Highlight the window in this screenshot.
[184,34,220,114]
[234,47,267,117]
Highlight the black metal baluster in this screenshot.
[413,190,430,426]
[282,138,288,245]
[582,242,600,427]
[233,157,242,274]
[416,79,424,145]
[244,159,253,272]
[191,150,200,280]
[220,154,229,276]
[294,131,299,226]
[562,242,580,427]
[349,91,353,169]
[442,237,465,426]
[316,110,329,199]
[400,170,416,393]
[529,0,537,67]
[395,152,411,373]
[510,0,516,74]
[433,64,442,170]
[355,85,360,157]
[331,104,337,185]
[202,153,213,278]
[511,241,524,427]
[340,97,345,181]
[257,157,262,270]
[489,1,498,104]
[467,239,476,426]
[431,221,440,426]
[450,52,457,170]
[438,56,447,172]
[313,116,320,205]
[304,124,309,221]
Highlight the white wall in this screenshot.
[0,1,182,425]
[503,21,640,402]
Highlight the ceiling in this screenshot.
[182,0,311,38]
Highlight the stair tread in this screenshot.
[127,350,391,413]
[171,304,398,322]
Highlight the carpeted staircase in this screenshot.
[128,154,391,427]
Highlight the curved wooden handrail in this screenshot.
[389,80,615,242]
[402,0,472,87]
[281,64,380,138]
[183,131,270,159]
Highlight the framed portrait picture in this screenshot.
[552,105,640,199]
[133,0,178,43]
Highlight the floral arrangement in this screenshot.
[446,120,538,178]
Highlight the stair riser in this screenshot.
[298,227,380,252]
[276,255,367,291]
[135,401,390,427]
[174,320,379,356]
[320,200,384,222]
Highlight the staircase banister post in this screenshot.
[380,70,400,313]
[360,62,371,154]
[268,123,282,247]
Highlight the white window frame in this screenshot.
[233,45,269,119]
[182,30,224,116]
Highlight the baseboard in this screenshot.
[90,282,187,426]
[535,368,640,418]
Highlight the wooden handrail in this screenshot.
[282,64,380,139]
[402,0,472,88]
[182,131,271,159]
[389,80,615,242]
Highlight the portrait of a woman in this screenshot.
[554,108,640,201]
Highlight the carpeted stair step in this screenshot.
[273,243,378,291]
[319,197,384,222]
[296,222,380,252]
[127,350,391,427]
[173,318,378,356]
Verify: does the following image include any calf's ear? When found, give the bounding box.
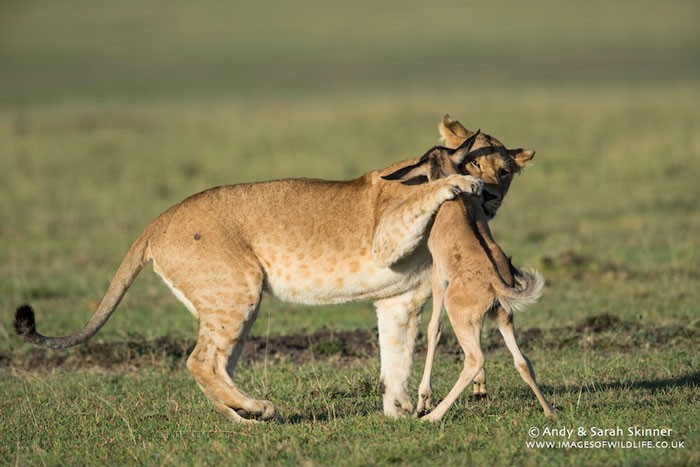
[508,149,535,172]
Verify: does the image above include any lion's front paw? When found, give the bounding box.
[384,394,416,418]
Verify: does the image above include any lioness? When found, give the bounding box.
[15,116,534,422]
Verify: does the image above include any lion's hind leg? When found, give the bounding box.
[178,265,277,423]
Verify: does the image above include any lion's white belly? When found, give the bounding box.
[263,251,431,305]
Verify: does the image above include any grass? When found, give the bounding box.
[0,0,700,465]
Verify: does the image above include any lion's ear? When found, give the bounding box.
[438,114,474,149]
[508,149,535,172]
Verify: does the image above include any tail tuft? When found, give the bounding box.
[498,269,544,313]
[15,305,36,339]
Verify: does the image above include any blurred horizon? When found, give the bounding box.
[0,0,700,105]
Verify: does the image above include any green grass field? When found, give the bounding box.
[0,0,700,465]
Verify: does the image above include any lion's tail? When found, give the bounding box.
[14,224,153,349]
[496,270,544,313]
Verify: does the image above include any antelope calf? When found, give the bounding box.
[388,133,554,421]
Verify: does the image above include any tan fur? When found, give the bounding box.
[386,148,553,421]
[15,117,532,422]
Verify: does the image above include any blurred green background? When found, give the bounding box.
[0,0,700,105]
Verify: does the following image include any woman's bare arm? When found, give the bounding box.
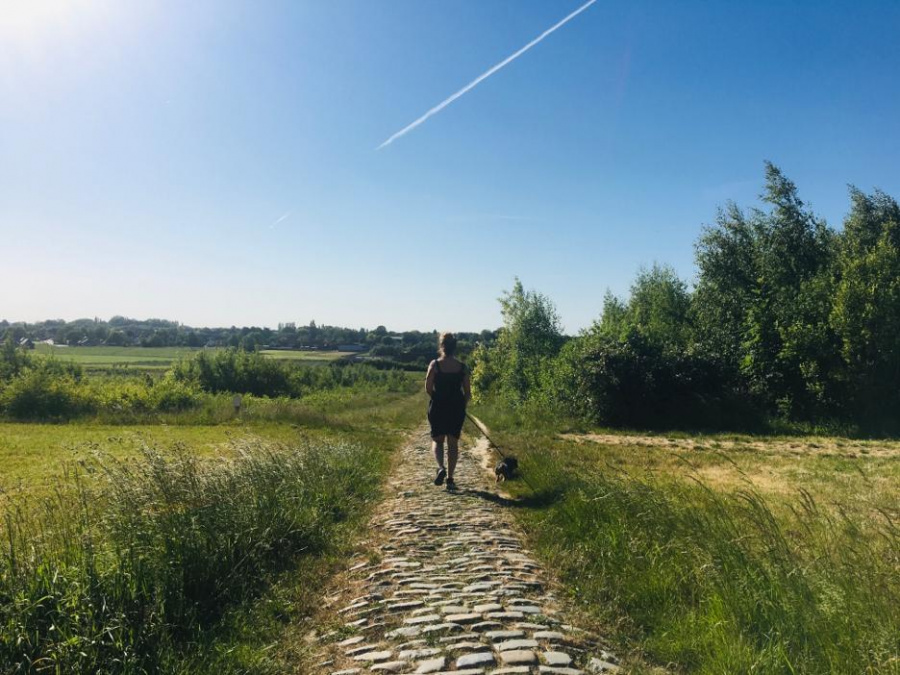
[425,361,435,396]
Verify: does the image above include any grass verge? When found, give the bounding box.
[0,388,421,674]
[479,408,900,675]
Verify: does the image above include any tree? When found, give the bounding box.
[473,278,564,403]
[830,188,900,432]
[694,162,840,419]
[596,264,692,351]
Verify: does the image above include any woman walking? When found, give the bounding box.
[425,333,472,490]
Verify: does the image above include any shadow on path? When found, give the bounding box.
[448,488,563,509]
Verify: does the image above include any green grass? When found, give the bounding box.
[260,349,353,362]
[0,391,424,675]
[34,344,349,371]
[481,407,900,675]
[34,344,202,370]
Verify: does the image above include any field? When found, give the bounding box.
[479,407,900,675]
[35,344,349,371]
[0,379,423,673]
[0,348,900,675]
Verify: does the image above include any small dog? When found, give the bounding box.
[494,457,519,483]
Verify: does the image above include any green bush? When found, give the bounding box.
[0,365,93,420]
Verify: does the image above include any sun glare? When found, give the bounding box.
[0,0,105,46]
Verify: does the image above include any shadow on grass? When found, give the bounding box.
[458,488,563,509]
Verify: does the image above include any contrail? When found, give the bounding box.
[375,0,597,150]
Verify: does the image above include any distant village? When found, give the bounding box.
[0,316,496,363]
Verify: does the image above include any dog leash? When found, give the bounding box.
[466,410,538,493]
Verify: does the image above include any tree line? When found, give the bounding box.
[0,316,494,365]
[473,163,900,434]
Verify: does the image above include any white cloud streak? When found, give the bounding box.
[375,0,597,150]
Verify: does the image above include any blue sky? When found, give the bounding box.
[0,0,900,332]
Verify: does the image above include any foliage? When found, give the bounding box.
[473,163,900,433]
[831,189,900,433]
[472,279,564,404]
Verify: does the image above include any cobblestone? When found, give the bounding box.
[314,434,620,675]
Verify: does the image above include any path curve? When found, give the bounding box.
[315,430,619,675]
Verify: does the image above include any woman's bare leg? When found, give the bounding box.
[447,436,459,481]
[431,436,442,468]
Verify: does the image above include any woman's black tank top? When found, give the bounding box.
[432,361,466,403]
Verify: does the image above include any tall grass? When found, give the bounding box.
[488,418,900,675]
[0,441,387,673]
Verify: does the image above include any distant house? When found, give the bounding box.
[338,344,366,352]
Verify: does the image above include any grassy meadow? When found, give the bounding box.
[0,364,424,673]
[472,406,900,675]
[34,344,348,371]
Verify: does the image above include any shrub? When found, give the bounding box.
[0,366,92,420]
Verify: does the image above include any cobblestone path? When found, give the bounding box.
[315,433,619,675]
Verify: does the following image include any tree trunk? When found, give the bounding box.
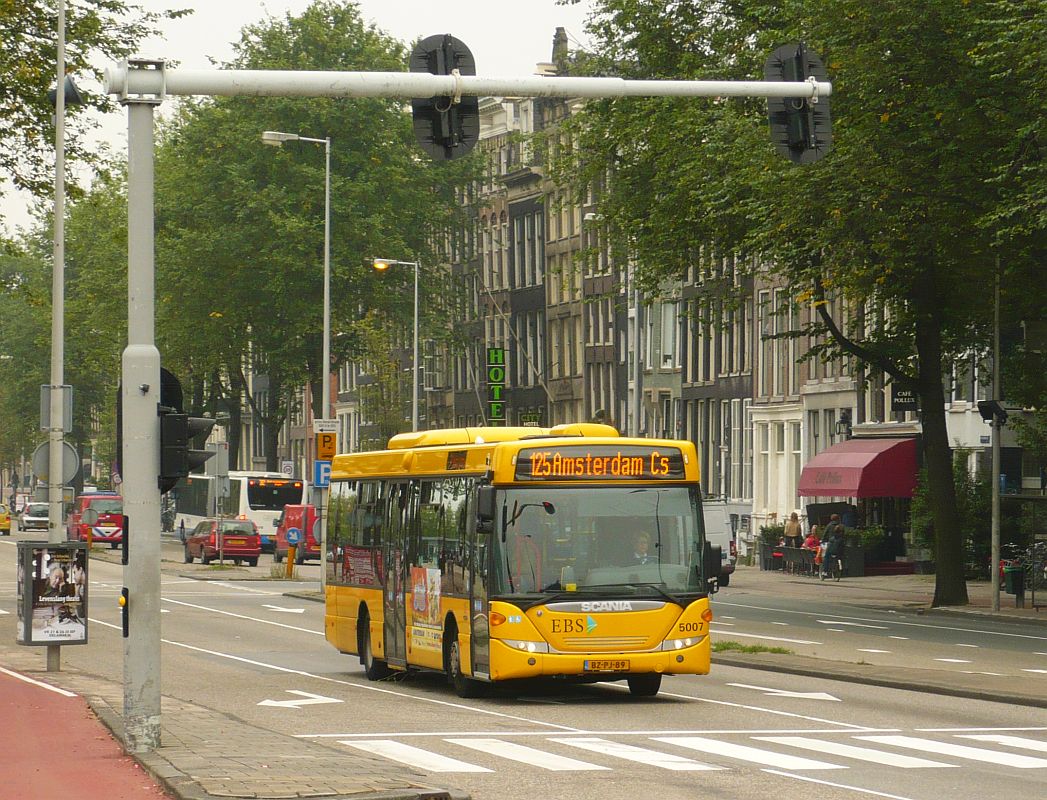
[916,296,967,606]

# # # # # # #

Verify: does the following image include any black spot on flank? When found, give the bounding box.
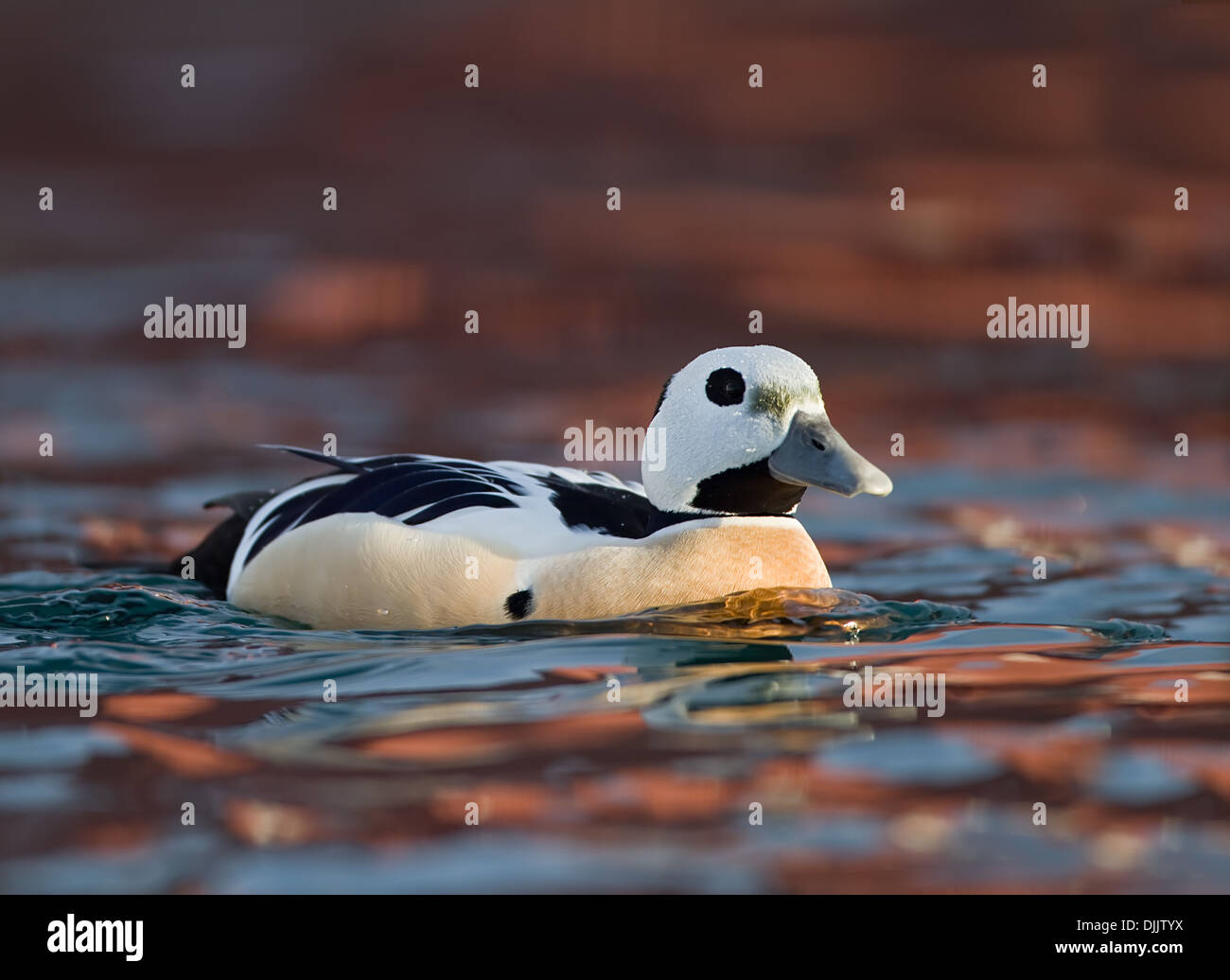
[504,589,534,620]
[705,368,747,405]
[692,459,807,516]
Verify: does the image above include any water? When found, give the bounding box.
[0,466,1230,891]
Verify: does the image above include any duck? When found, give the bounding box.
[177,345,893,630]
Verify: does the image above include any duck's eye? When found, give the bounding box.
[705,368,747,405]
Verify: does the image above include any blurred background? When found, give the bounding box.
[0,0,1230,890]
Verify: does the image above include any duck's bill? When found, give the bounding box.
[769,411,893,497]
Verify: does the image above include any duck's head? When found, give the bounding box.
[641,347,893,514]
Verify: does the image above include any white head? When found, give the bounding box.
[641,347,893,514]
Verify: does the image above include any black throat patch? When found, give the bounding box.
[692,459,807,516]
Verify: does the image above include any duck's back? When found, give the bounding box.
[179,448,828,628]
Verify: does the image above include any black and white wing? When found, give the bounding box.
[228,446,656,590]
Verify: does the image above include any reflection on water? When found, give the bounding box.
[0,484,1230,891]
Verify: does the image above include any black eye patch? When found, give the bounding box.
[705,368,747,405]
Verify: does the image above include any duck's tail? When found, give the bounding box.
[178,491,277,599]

# # # # # # #

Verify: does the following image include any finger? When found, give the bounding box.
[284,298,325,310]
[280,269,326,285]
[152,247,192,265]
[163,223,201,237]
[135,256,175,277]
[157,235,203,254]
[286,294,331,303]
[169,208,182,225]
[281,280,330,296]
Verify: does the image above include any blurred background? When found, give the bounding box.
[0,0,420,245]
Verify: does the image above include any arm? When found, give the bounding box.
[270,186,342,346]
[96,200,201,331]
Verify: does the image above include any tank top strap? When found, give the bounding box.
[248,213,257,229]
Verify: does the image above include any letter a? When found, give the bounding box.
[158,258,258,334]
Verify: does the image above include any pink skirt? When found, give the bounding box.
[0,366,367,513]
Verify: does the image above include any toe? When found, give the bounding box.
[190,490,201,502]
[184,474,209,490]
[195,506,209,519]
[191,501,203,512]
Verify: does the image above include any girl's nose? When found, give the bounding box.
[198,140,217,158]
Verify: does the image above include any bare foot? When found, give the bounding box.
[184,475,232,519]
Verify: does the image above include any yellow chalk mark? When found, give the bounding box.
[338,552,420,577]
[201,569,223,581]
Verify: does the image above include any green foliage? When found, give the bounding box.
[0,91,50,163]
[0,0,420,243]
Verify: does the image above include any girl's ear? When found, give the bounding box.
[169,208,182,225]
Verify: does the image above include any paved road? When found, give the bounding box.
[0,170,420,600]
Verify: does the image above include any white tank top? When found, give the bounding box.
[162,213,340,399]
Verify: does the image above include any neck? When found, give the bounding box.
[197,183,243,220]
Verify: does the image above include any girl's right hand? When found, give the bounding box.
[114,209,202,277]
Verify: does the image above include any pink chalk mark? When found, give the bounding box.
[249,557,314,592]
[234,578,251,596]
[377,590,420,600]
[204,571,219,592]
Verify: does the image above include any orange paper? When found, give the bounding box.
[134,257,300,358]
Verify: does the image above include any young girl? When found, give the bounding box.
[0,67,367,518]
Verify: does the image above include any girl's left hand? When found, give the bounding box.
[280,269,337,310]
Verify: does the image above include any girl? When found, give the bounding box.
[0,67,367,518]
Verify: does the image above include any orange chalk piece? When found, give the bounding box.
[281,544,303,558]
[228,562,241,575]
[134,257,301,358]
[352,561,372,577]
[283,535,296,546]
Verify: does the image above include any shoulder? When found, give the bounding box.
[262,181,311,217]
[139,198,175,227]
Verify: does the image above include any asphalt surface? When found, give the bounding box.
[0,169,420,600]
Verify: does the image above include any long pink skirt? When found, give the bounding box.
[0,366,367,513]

# # # # # # #

**Written task**: Reproduce the data above word for word, from the line containing "Highlight the white wall in this screenshot." down through the line containing "[128,154,391,427]", including both of those lines.

**Task answer**:
Highlight the white wall in this screenshot.
[0,1,182,425]
[503,21,640,402]
Highlight the ceiling in this screenshot.
[182,0,311,38]
Highlight the stair tread in this screenshot.
[127,350,391,413]
[171,304,398,322]
Highlight the carpeted staircase in this screenshot.
[128,154,391,427]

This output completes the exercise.